Instrução dada A:
Por favor, reescreva o trecho do texto sobre a queda de energia começando em "Fonte: TJSC, 28/03/2016" e seguindo até "possibilidades de expansão.", trocando "infraestrutura" por "estrutura básica".

A empresa alegou a ocorrência de caso fortuito e culpa exclusiva da vítima pelo aumento de carga instalada sem o devido aviso à concessionária. Também defendeu a desconsideração do laudo pericial apresentado pelo criador, além de questionar o valor levantado dos prejuízos apontados.

 O relator, desembargador Sérgio Baasch Luz, não acolheu os argumentos e destacou que o fornecimento de energia elétrica é serviço público de natureza essencial e deve ser prestado pelo Estado, diretamente ou mediante concessão. Neste último caso, a empresa concessionária assume a responsabilidade, passando a responder objetivamente pelos danos causados ao consumidor.

‘Destarte, não merece prosperar a alegação de que a queda de energia se deu por culpa exclusiva da vítima em razão da carga instalada – aeradores movidos a energia elétrica – sem atualização dos dados na ficha cadastral da Celesc. Não foi juntada aos autos ficha cadastral, tampouco relatório de carga instalada. Ademais, é de responsabilidade da apelante os melhoramentos da rede de fornecimento de energia, uma vez que se trata de área agrícola e diversos produtores exigem grande demanda de energia para o exercício das atividades comerciais naquela região’, concluiu Baasch Luz (Apelação Cível n. 2015.068178-9)”.

Fonte: TJSC, 28/03/2016 (Textos: Américo Wisbeck, Ângelo Medeiros, Daniela Pacheco Costa e Sandra de Araujo).


Nota de DireitoAgrário.com:

A matéria supracitada aborda uma situação fática que revela um problema muito comum vivenciado no meio rural: a falta de infraestrutura. Como sabemos, o Brasil é um país com vários problemas relacionados a infraestrutura, sendo que e o setor agrário é um dos mais prejudicados. Dentre esses problemas se enquadra a questão da energia elétrica, que tem um enorme potencial de causar danos ao setor ou de limitar as possibilidades de expansão.

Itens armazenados
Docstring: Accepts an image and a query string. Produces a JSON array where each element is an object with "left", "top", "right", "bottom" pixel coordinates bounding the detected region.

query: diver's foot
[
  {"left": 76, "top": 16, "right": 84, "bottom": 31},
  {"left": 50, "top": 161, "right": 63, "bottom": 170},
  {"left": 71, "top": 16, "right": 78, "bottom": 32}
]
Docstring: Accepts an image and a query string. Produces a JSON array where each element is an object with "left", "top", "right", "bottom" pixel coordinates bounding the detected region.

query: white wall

Instrução dada B:
Transforme todas as linhas da listagem acima em uma tabela Markdown com as colunas Número e Linha, deixando de fora as linhas em branco.

Solução completa A:
Fonte: TJSC, 28/03/2016 (Textos: Américo Wisbeck, Ângelo Medeiros, Daniela Pacheco Costa e Sandra de Araujo).


Nota de DireitoAgrário.com:

A matéria supracitada aborda uma situação fática que revela um problema muito comum vivenciado no meio rural: a falta de estrutura básica. Como sabemos, o Brasil é um país com vários problemas relacionados a estrutura básica, sendo que e o setor agrário é um dos mais prejudicados. Dentre esses problemas se enquadra a questão da energia elétrica, que tem um enorme potencial de causar danos ao setor ou de limitar as possibilidades de expansão.

Solução completa B:
| Número | Linha |
|---|---|
| 1 | Docstring: Accepts an image and a query string. Produces a JSON array where each element is an object with "left", "top", "right", "bottom" pixel coordinates bounding the detected region. |
| 2 | query: diver's foot |
| 3 | [ |
| 4 |   {"left": 76, "top": 16, "right": 84, "bottom": 31}, |
| 5 |   {"left": 50, "top": 161, "right": 63, "bottom": 170}, |
| 6 |   {"left": 71, "top": 16, "right": 78, "bottom": 32} |
| 7 | ] |
| 8 | Docstring: Accepts an image and a query string. Produces a JSON array where each element is an object with "left", "top", "right", "bottom" pixel coordinates bounding the detected region. |
| 9 | query: white wall |